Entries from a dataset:
__________________________________________________

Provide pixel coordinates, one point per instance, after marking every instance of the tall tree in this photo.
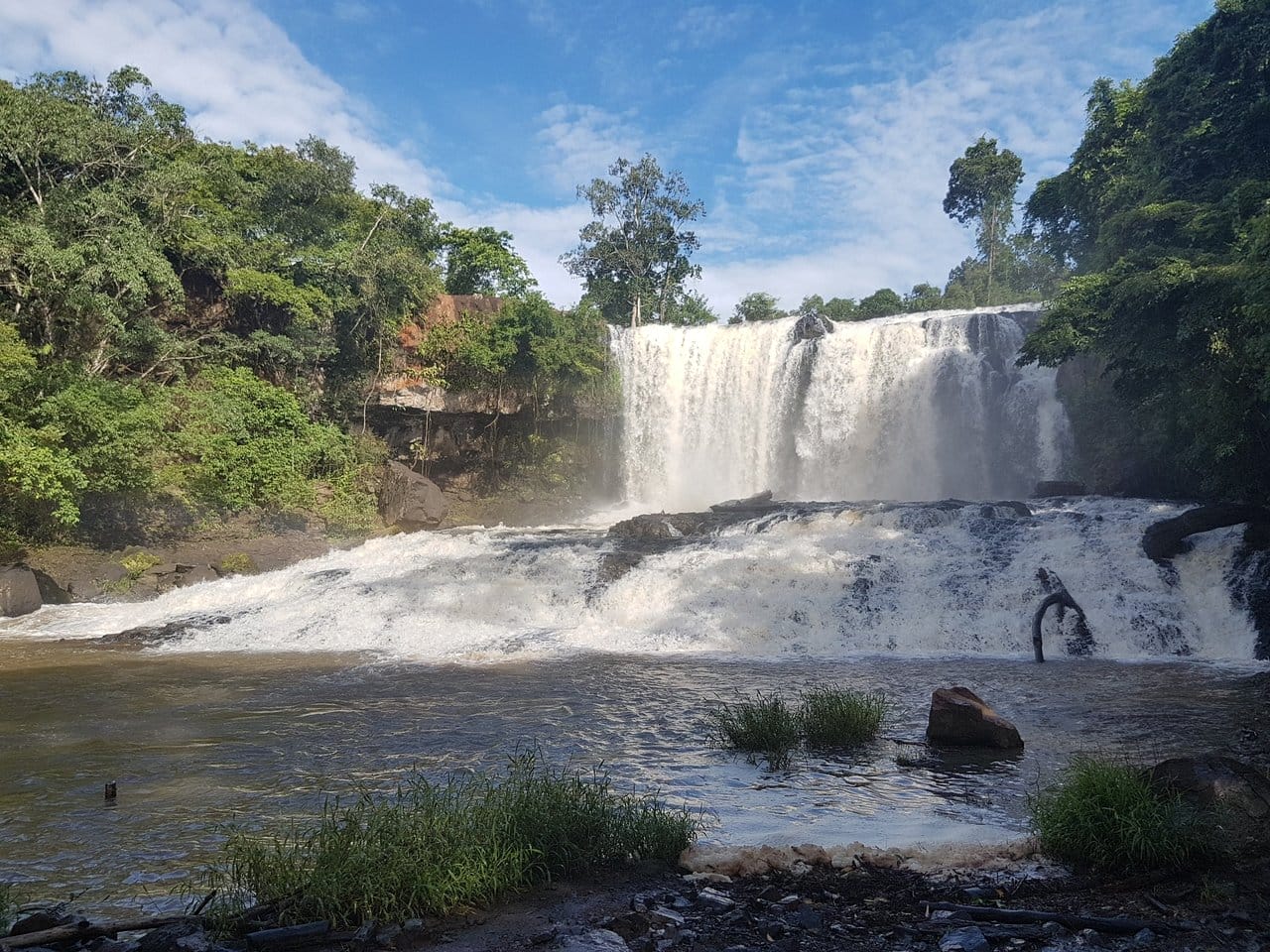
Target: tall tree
(1165, 209)
(982, 186)
(483, 262)
(756, 306)
(634, 254)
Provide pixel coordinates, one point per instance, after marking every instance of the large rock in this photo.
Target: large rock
(959, 717)
(19, 592)
(1238, 789)
(411, 502)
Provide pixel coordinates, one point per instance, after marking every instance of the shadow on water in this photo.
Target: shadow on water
(195, 740)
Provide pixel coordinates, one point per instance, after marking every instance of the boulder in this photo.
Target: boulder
(411, 502)
(959, 717)
(1237, 788)
(19, 592)
(1060, 488)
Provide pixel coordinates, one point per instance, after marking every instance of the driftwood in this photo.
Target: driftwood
(84, 929)
(1118, 925)
(1058, 595)
(286, 936)
(1167, 537)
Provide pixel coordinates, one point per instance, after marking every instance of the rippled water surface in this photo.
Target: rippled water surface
(194, 740)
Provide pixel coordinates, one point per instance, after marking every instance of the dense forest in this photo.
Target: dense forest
(204, 321)
(1165, 214)
(207, 321)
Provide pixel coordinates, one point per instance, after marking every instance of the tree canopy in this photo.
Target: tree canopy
(982, 186)
(634, 254)
(1165, 212)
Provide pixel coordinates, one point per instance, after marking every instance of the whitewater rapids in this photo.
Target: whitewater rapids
(913, 407)
(912, 580)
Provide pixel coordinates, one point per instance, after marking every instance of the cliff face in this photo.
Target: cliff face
(499, 452)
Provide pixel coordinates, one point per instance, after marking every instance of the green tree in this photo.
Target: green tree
(483, 262)
(982, 186)
(880, 303)
(841, 308)
(634, 254)
(691, 308)
(1166, 213)
(756, 306)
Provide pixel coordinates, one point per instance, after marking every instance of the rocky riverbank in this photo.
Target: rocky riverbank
(1000, 900)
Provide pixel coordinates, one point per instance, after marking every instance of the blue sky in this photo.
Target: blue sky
(817, 134)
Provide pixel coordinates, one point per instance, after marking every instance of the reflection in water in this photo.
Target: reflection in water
(194, 740)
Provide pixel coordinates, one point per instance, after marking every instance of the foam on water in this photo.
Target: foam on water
(915, 407)
(910, 579)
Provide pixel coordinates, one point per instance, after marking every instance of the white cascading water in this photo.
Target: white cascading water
(912, 580)
(917, 407)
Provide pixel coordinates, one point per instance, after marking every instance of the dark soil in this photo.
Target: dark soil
(871, 907)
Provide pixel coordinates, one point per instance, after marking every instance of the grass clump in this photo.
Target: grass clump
(137, 563)
(763, 724)
(1106, 815)
(8, 907)
(238, 563)
(839, 716)
(436, 848)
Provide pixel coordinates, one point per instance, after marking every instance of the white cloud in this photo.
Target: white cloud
(839, 166)
(839, 186)
(705, 24)
(581, 141)
(236, 72)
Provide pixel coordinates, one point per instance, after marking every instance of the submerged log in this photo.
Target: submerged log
(1058, 595)
(84, 929)
(1167, 537)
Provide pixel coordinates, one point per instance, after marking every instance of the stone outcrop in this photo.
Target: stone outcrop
(1060, 488)
(19, 592)
(411, 502)
(1236, 788)
(1167, 537)
(959, 717)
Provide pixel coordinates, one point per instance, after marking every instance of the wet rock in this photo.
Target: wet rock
(19, 592)
(1060, 488)
(593, 941)
(968, 939)
(760, 502)
(41, 920)
(157, 634)
(411, 502)
(959, 717)
(1239, 789)
(169, 938)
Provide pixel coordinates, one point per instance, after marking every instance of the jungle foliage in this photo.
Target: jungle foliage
(1165, 213)
(204, 320)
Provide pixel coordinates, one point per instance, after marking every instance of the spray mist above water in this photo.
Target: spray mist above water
(916, 407)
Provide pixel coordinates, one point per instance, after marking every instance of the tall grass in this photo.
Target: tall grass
(1107, 816)
(440, 847)
(838, 716)
(8, 907)
(772, 726)
(762, 724)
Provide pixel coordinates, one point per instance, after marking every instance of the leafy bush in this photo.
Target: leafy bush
(1106, 815)
(841, 716)
(137, 563)
(441, 847)
(243, 442)
(238, 563)
(763, 724)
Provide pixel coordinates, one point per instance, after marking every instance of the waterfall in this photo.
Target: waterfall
(916, 407)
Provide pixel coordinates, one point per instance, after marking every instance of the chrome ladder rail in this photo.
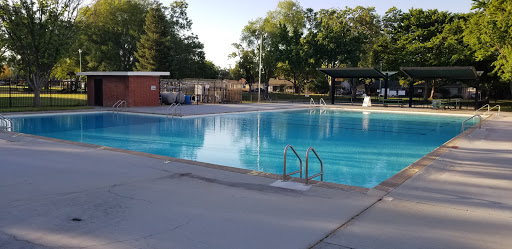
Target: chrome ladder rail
(118, 104)
(284, 163)
(322, 102)
(5, 123)
(499, 109)
(312, 102)
(486, 105)
(479, 122)
(173, 110)
(321, 174)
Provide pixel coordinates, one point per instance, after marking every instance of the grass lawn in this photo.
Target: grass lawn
(36, 109)
(506, 105)
(54, 99)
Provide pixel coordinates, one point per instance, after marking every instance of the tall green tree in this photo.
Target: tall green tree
(246, 66)
(38, 35)
(111, 30)
(489, 32)
(152, 49)
(186, 51)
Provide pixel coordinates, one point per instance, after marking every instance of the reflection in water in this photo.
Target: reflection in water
(360, 149)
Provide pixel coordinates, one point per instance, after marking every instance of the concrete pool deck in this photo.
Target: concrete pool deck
(461, 200)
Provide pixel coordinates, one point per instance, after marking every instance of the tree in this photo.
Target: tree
(489, 32)
(246, 67)
(186, 51)
(111, 31)
(38, 35)
(152, 49)
(422, 38)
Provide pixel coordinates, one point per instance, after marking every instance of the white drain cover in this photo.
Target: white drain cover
(290, 185)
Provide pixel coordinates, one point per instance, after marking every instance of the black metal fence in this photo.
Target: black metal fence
(17, 93)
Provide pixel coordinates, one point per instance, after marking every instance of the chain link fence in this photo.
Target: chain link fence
(17, 93)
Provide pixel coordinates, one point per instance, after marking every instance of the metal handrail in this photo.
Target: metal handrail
(174, 107)
(486, 105)
(479, 122)
(321, 174)
(284, 163)
(499, 109)
(118, 104)
(322, 100)
(5, 123)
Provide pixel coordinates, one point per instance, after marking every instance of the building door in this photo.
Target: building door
(98, 92)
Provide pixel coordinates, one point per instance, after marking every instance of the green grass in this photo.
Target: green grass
(56, 99)
(36, 109)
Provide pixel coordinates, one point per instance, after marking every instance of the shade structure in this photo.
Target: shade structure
(352, 72)
(355, 72)
(450, 73)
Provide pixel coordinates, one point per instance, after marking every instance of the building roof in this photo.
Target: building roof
(124, 73)
(352, 72)
(453, 73)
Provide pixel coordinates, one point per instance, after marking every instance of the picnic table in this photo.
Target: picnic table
(386, 102)
(437, 104)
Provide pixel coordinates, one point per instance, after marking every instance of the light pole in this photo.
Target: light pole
(259, 69)
(380, 80)
(80, 53)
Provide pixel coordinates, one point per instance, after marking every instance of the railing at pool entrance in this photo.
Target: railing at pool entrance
(306, 176)
(471, 118)
(489, 109)
(174, 110)
(118, 104)
(5, 123)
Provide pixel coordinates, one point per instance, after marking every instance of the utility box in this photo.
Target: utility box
(136, 88)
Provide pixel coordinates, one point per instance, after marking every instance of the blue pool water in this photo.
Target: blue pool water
(358, 148)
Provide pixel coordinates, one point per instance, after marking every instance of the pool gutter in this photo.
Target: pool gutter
(381, 189)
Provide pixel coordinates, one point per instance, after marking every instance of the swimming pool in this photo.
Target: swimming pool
(357, 148)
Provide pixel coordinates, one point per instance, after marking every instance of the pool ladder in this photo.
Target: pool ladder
(306, 176)
(119, 103)
(320, 103)
(471, 118)
(489, 108)
(174, 110)
(5, 123)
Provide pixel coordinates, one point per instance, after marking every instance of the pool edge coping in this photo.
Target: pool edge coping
(381, 189)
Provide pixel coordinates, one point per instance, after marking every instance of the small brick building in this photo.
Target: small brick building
(136, 88)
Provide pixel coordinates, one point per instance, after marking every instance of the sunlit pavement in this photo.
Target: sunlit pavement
(62, 195)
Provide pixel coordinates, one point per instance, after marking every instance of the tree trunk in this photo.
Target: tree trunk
(510, 96)
(353, 87)
(432, 92)
(37, 97)
(425, 91)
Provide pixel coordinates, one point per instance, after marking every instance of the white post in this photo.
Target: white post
(80, 52)
(259, 69)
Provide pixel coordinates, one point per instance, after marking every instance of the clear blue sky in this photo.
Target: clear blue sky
(218, 23)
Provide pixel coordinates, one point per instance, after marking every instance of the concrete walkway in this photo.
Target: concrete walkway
(461, 200)
(60, 195)
(128, 201)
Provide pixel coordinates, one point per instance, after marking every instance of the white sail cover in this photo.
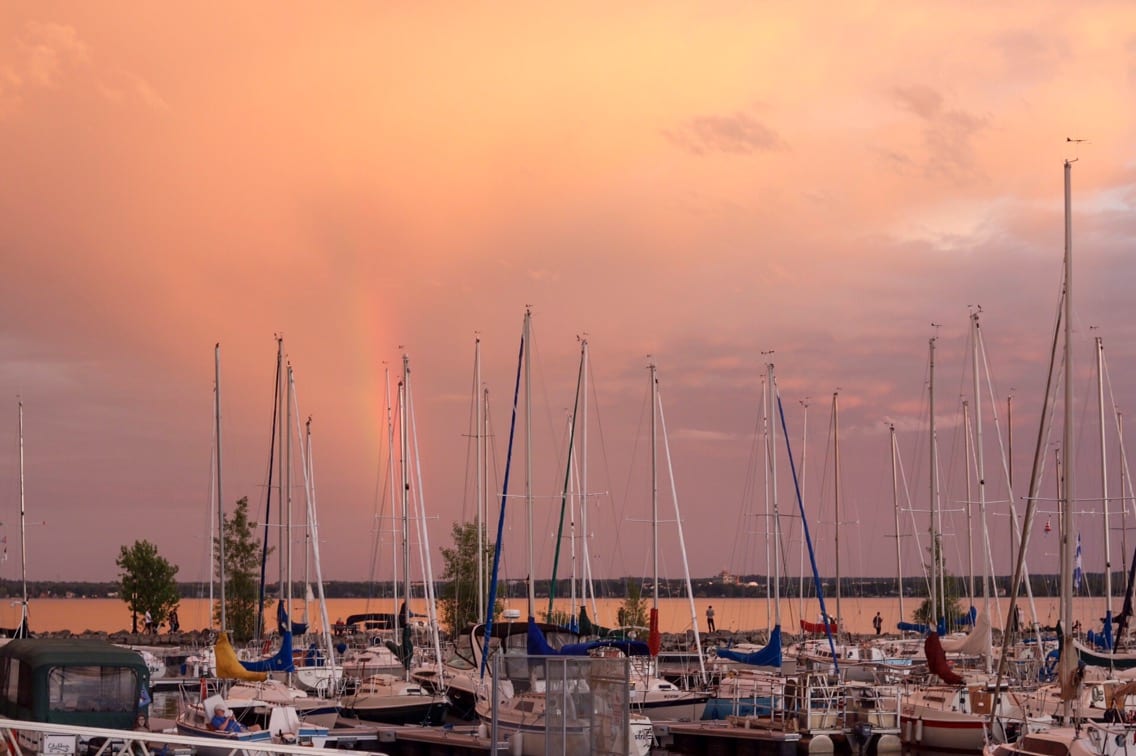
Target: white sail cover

__________________________________________________

> _GIVEN EXERCISE_: Take the line containing "trunk in this photo." and all lines after it to the end of the data above, and reproduce them exactly, leaving out pictures. Nothing else belongs in the copy.

> _WRITTEN ANSWER_:
Provide pixel coordinates, one point per instance, after marking every instance of the tree trunk in this photo.
Target: tree trunk
(510, 96)
(353, 87)
(432, 92)
(37, 97)
(425, 91)
Provide pixel coordinates, one point per instance, after marking every instance of the white post in this photo.
Target: white post
(80, 52)
(259, 69)
Provide pixel coordinates, one point per instance, after marking every instance of the clear blue sky in this photo.
Target: clear blue sky
(218, 23)
Provide pixel coordinates, one point per instance, after marking every instance of the concrete walkway in this photo.
Target: concrete walkway
(461, 200)
(60, 195)
(128, 201)
Provide pixel coordinates, one point per instance, after marking every instance of the white sail cover in this photo.
Target: white sail cover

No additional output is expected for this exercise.